▸ PAGE EXTRACT:
****************
Dáil debates

Wednesday, 7 October 2015

European Council Meeting: Statements

 

2:00 pm

Photo of Clare DalyClare Daly (Dublin North, United Left) | Oireachtas source

The picture conjured up by Deputy Ross of the Irish delegation going cap in hand and doffing the cap to the European establishment is one that we can all visualise. It is a tragedy and a particular disgrace against the backdrop of what is going on in Europe at the moment, with a refugee crisis to which the European response has been too little, too late. That response has ignored the reality that it is not Europe that has a migrant crisis but the migrants who have a problem with Europe and with the military interventions by this Government's allies and friends in the United States. Those interventions are one of the key reasons for the large number of refugees. The Minister of State would do well at that meeting to remind his European counterparts of that fact. He should also recognise, within that, Ireland's role and complicity by allowing the US military to continue to use Shannon Airport as a "virtual forward airbase" for its forces, as described by Dr. Tom Clonan.

This Government wants a pat on the back for accepting 4,000 refugees, and I am glad that we are accepting them. I note that the Minister for Justice and Equality said last week that the refugees would not be put into the direct provision system, clearly acknowledging that the Government could not humiliate itself by allowing refugees and war victims from Syria to be put up in a few caravans in Mosney. That would not look too good. It would help if the Government focused on the fact that there are people living in such conditions now, and that reality must be addressed too.
****************
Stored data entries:
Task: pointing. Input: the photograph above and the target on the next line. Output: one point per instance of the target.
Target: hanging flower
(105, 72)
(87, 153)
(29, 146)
****************
▸ YOUR ASSIGNMENT: Supply the next part of the Dáil statement on the European Council meeting, continuing after its final sentence.

▸ REPLY:
If Europe wants to go forward it must look at where it came from. The Minister of State might ask his European colleagues what they thought would happen when they started channelling money away from helping people and into building walls and fences. They cut the Mare Nostrum programme and replaced it with Operation Triton, which to a large extent is about border control and not about humanitarian refugee support. I welcome the fact that the programme has been somewhat reformed, but the reality is that most European expenditure is going on border controls and not on assisting migrants. That is not the way forward. Will the Minister of State make those points at the meeting? Will he also support the calls for an independent investigation into the war crime that happened in the Médicins sans Frontières hospital in Afghanistan? Will the Minister of State call for an investigation into that incident, in which 22 people, including three children, were butchered? People were burned in their beds in that atrocity. What position will the Minister of State take on it? Maybe that is something on which he will take a lead for a change.